- **ESTRATTO DELLA PAGINA**:
È mancato don Elio Piccari, collaboratore di don Benzi

Il suo cuore si è fermato stamattina. Il 27 marzo avrebbe compiuto 83 anni.
È mancato don Elio Piccari, collaboratore di don Benzi
Foto di Alessio Zamboni
Una vocazione coltivata in famiglia. A 24 anni l'ordinazione e le prime esperienze da cappellano. Nel '68 la sua vita si lega a quella di don Benzi, dando vita alla parrocchia "La Resurrezione" e alla Comunità Papa Giovanni XXIII. Un cammino segnato dall'unione con Gesù e la condivisione con gli "ultimi". Lo racconta in questa intervista pubblicata su Sempre nel 2011, in occasione del 50° di sacerdozio.
Rimini 1 luglio. La “stagione” è già iniziata, ma nella Parrocchia della Resurrezione, a ovest dell’autostrada che costeggia la riviera, ci si accorge di essere nella città vacanziera solo dall’allungarsi della fila di auto e camper che attende di entrare al casello Rimini sud, lungo la strada che porta a San Marino. Qui nel 1968 è nata la prima esperienza in Italia di comunità pastorale: quattro sacerdoti che, con il permesso del vescovo, hanno fatto sorgere dal nulla una nuova parrocchia, in questo quartiere periferico completamente privo di servizi. Dopo un po’ sono rimasti in due, don Oreste Benzi e don Elio Piccari. 
Ora c’è solo don Elio, che il 9 luglio celebra il 50° anniversario del suo sacerdozio. Ci accoglie sorridente nel cortile della parrocchia e ci fa accomodare nella prima stanzetta a sinistra degli uffici parrocchiali, teatro di un’infinità di incontri che hanno fatto la storia non solo della parrocchia ma anche della Comunità Papa Giovanni XXIII. Appesa al muro, dietro la scrivania, una lavagna che sembra aver fermato il tempo: «Don Oreste riceve il pubblico il …», «Se chiamano donne o uomini che chiedono di uscire dalla strada dire che don Oreste le vuole aiutare e dare il numero di telefonino di don Oreste».

- **DATI FORNITI**:
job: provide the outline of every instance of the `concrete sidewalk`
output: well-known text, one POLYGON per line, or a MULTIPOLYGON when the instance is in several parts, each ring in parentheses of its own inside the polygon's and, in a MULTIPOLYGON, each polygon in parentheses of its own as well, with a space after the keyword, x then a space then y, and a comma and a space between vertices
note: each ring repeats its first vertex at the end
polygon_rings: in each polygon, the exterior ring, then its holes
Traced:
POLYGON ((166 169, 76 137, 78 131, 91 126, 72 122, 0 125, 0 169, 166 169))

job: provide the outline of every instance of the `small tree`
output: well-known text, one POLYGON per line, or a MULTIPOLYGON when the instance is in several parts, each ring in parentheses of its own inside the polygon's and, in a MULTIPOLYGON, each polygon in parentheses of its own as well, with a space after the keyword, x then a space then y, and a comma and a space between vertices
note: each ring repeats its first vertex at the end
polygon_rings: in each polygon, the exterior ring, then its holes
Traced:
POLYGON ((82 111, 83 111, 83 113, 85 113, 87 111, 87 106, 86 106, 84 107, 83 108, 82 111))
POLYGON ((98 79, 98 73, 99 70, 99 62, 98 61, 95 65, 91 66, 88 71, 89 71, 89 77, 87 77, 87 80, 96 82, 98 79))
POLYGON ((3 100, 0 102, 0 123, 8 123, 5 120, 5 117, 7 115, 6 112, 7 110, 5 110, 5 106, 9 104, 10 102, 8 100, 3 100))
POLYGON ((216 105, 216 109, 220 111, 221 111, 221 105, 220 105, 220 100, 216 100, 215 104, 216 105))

- **COMPITI**:
- a) Secondo l'articolo su don Elio Piccari, per quale motivo fu pubblicata nel 2011 l'intervista su Sempre? Rispondi in una o due frasi.
- b) Porta avanti l'articolo su don Elio Piccari a partire dalla frase scritta sulla lavagna dell'ufficio parrocchiale.
L'elenco proviene da una fonte diversa.

- **RISPOSTE ATTESE**:
- a) L'intervista fu pubblicata in occasione del 50° anniversario di sacerdozio di don Elio Piccari, che lo celebrava il 9 luglio.

- b)
«Io quelle scritte non le cancello – spiega don Elio –. Chi verrà dopo di me, deciderà cosa fare».

Don Elio legge il vangelo
Don Elio Piccari, collaboratore di don Benzi insieme al quale guidò la parrocchia "La Resurrezione" a Rimini
Foto di Riccardo Ghinelli
i due sacerdoti giocano e si abbracciano
Don Oreste Benzi e Don Elio Piccari hanno fondato insieme la Comunità Papa Giovanni XXIII. Eccoli insieme
Foto di Riccardo Ghinelli

La scoperta della vocazione

Quando hai capito per la prima volta che saresti diventato un sacerdote?
«Un lunedì pomeriggio, avevo 6 anni e mezzo. Mia mamma tagliava l’erba e mi insegnava il Salve Regina in latino. Avevo paura ad andare a catechismo, perché non ero riuscito ad impararlo bene. La mamma però mi ha invitato ad andare lo stesso. Il sacerdote non mi ha interrogato, ma quel giorno mi ha detto: “Tu dovresti andare prete”. A 9 anni, poi, ho fatto un tema in cui scrivevo: «Vorrei fare il prete perché vorrei che tutti conoscessero il Signore». A 11 anni, il 7 ottobre 1948, sono entrato in seminario e a 24, il 9 luglio 1961, sono diventato sacerdote».

Il tuo primo incarico?
«Cappellano a Sant’Arcangelo di Romagna. Poi, nel 1965, il vescovo mi ha inviato a Miramare, ero il primo cappellano della parrocchia. Lì ho fatto  un’esperienza bellissima tra i giovani. La messa più bella la facevamo in barca, alle 3 del mattino. Aspettavamo che il sole si affacciasse sulla linea dell’orizzonte e iniziavamo: “Nel nome del Padre, del Figlio e dello Spirito Santo…”. Era bellissimo. Nel 1967 sono stato inviato come Parroco a Pian Di Castello e due altre parrocchie: Ripamassana e Torricella».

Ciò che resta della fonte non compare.